BEGIN Materials provided

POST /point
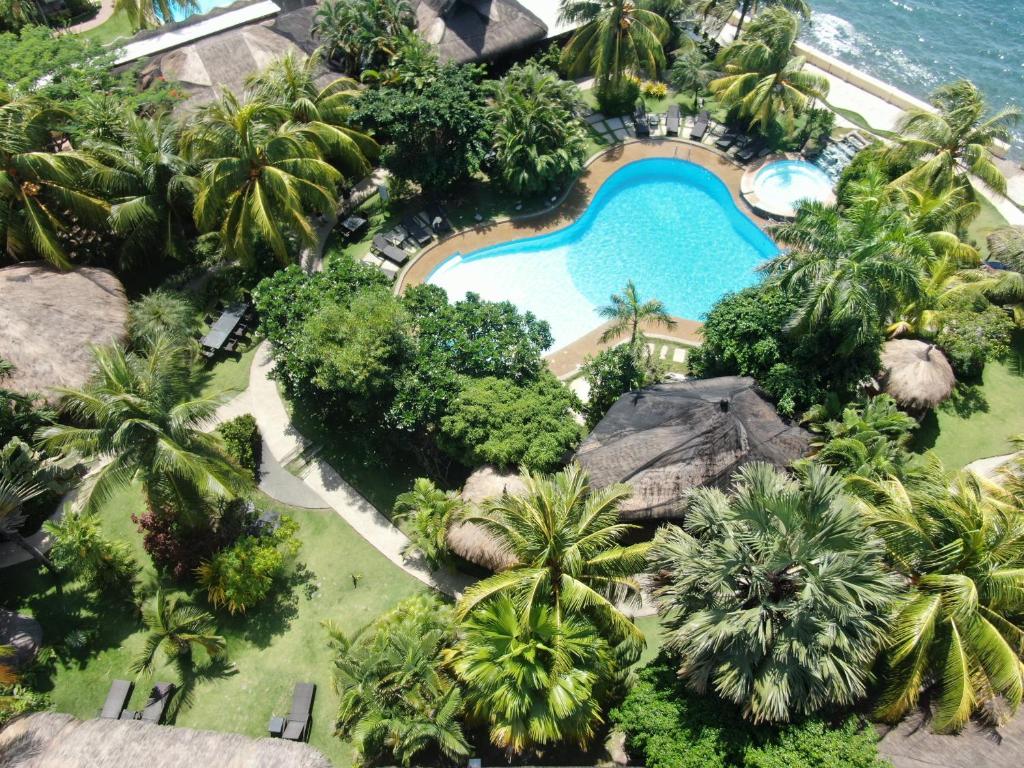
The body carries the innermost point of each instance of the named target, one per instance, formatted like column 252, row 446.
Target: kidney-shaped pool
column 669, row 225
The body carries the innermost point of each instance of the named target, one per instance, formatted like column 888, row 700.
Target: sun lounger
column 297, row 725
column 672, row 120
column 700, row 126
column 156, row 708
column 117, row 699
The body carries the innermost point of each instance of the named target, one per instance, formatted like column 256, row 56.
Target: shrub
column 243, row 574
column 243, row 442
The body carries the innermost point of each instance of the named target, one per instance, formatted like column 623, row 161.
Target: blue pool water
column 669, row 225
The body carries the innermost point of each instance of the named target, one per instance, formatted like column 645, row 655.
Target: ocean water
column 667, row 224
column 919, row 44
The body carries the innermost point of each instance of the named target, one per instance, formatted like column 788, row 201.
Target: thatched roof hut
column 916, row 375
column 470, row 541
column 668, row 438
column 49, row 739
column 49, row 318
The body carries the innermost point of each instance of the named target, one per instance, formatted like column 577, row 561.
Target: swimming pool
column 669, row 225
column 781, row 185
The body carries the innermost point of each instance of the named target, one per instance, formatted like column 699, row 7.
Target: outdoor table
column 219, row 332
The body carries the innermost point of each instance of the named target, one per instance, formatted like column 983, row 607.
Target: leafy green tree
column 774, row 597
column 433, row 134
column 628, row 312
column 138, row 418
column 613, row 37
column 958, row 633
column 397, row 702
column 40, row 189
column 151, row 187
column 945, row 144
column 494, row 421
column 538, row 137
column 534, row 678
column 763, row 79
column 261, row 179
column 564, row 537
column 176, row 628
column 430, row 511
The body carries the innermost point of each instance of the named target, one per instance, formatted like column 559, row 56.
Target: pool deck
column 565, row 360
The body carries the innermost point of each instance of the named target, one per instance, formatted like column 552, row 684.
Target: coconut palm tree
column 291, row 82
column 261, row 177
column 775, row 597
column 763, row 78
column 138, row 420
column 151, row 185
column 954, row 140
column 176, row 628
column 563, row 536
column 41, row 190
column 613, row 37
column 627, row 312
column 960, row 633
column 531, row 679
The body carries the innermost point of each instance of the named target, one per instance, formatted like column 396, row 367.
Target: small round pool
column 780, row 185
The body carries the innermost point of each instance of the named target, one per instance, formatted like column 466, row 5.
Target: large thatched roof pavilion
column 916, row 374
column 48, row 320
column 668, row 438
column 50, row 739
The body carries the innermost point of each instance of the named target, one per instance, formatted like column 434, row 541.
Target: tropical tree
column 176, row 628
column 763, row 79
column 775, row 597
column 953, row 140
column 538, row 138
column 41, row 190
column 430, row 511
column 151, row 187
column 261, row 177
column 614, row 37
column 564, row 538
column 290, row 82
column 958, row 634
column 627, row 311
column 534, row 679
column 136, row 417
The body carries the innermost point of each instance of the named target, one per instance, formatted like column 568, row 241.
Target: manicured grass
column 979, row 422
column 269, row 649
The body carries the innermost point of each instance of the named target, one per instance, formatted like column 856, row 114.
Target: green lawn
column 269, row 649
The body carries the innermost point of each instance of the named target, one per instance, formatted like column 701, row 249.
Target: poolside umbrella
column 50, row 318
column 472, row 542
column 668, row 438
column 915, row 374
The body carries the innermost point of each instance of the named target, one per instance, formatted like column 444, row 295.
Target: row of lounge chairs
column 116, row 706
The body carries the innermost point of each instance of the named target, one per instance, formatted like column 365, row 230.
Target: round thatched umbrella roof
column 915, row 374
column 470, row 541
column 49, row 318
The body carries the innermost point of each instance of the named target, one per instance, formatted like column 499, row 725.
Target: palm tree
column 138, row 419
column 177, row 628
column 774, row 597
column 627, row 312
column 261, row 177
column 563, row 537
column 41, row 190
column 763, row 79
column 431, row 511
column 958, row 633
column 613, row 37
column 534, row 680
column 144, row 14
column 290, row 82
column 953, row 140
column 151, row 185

END Materials provided

Repeat every record above exactly. Omit the pictures.

POST /point
The body carries the innermost point of each instance of the named target, one per instance, formatted like column 252, row 446.
Target: kidney-shaped pool
column 669, row 225
The body carries the innermost point of each instance of the named target, one per instance, formatted like column 888, row 700.
Target: sun lounger
column 297, row 725
column 672, row 120
column 700, row 126
column 156, row 708
column 117, row 699
The body carries the innermost point of each instance of the named target, one per instance, formatted like column 256, row 56.
Target: shrub
column 243, row 574
column 243, row 442
The body carries the innermost point of each instance of the named target, one per instance, formatted like column 623, row 161.
Target: blue pool water
column 669, row 225
The body carries the innermost point of each instance of the named target, one per instance, formatted like column 645, row 655.
Target: ocean water
column 667, row 224
column 919, row 44
The body carries the innermost point of each instance of the named target, one per instance, formatted like column 788, row 201.
Target: thatched roof hut
column 916, row 375
column 470, row 541
column 668, row 438
column 49, row 739
column 49, row 318
The body carries the innermost point of each instance of the named target, one per instance, formatted like column 577, row 561.
Target: swimming pool
column 669, row 225
column 781, row 185
The body carries the innermost point of each instance of the named target, one per instance, formatted like column 699, row 7.
Target: outdoor table
column 219, row 332
The body carries the innermost point of each instance of the named target, one per instance, formatted like column 983, row 607.
Target: leafy green tree
column 774, row 597
column 433, row 134
column 628, row 312
column 138, row 418
column 613, row 37
column 958, row 633
column 397, row 702
column 40, row 189
column 151, row 187
column 945, row 144
column 494, row 421
column 538, row 137
column 534, row 678
column 763, row 79
column 261, row 179
column 564, row 537
column 176, row 628
column 430, row 511
The body carries the innermost point of each instance of the named target, one per instance, formatted like column 559, row 56.
Target: pool deck
column 565, row 360
The body carries the innermost point of each instance of the named target, one per instance, formatted like column 552, row 684.
Target: coconut palm tree
column 291, row 82
column 261, row 177
column 775, row 597
column 763, row 78
column 138, row 420
column 151, row 185
column 954, row 140
column 176, row 628
column 563, row 536
column 41, row 190
column 613, row 37
column 627, row 312
column 960, row 633
column 531, row 679
The body carries the innermost point of each instance of the named target, one per instance, formatted like column 396, row 367.
Target: small round pool
column 780, row 185
The body carries the innermost point of each instance of the named target, one per instance, formatted like column 466, row 5.
Target: large thatched roof pavilion
column 916, row 374
column 48, row 320
column 668, row 438
column 50, row 739
The body carries the innermost point of each instance of the named target, one per instance, formatted like column 434, row 541.
Target: tropical tree
column 176, row 628
column 763, row 79
column 775, row 597
column 953, row 140
column 538, row 138
column 41, row 190
column 430, row 511
column 151, row 187
column 261, row 177
column 614, row 37
column 564, row 538
column 290, row 82
column 958, row 634
column 627, row 311
column 534, row 679
column 136, row 417
The body carries the innermost point of each instance of the named target, one per instance, formatted like column 568, row 241.
Target: manicured grass
column 979, row 422
column 269, row 649
The body carries the innermost point of each instance of the named target, one per instance, formatted like column 856, row 114.
Target: green lawn
column 269, row 649
The body carries the innermost point of each instance of the named target, one per instance, formatted like column 701, row 249.
Target: poolside umbrella
column 50, row 318
column 472, row 542
column 668, row 438
column 915, row 374
The body carries the innermost point of each instance of the named target, one per instance, formatted like column 444, row 295.
Target: row of lounge chairs
column 116, row 706
The body carries the innermost point of each instance of the named target, one per instance, formatted like column 365, row 230.
Target: round thatched umbrella roof
column 915, row 374
column 470, row 541
column 49, row 318
The body carries the innermost point of each instance of the named target, one per instance, formatted like column 499, row 725.
Target: palm tree
column 138, row 419
column 177, row 628
column 774, row 597
column 627, row 312
column 261, row 177
column 563, row 537
column 41, row 190
column 763, row 79
column 431, row 511
column 958, row 633
column 613, row 37
column 534, row 680
column 144, row 14
column 290, row 82
column 953, row 140
column 151, row 185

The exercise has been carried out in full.